*** DATA FOR THIS EXERCISE ***

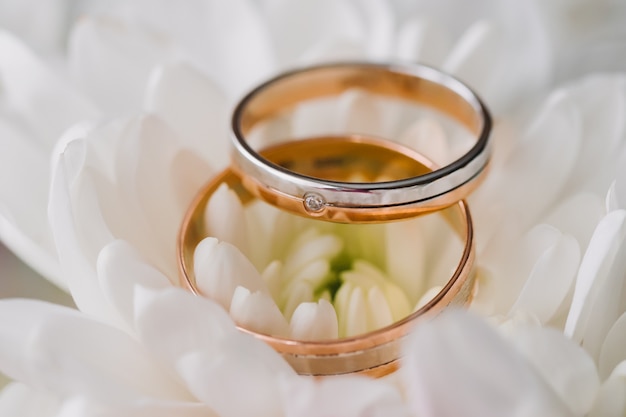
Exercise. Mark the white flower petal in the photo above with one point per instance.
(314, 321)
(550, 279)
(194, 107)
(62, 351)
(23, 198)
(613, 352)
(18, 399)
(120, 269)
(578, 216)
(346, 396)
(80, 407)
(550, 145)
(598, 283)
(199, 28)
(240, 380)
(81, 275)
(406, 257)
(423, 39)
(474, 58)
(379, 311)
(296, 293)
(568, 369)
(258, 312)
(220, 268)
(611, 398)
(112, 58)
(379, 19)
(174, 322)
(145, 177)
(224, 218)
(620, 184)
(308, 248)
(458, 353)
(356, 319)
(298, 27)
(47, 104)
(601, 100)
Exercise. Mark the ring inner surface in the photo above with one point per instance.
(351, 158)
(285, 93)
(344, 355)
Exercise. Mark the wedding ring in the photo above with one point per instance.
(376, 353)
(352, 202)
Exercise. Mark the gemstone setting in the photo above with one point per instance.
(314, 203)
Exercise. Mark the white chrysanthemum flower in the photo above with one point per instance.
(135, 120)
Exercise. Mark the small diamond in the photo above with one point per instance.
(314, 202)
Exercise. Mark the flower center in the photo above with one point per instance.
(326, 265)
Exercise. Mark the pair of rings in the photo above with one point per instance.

***

* YOUR OBJECTIVE *
Only the text of the records is to be reproduced exactly; skip the pictures.

* SOLVED PROBLEM *
Exercise. Mark the white flower petal in the photo above with one point per instance.
(314, 321)
(550, 279)
(194, 107)
(62, 351)
(23, 198)
(613, 352)
(18, 399)
(120, 269)
(578, 216)
(346, 396)
(80, 407)
(550, 145)
(598, 283)
(199, 28)
(240, 380)
(81, 275)
(406, 257)
(423, 39)
(474, 58)
(379, 311)
(296, 293)
(568, 369)
(258, 312)
(220, 268)
(611, 398)
(112, 58)
(379, 19)
(174, 322)
(145, 177)
(224, 218)
(620, 184)
(308, 248)
(458, 353)
(356, 319)
(298, 27)
(47, 104)
(601, 100)
Exercise. Mark the ring inner surface in the photo above with one point per instance.
(351, 158)
(285, 93)
(344, 355)
Exercise. Mark the wedding ring in the photo above with one point per instance.
(376, 353)
(352, 202)
Exercise. Mark the gemstone setting in the photo above with one point per instance.
(314, 203)
Exercise. Mark the white chrysanthemum flower in the photo above with one point per instance.
(135, 120)
Exercise. Mark the small diamond in the photo above with one point per instance.
(314, 202)
Exercise. Mark the flower center in the photo above with one point per instance.
(326, 265)
Exercise. Mark the pair of rings in the photo above with one point per instance.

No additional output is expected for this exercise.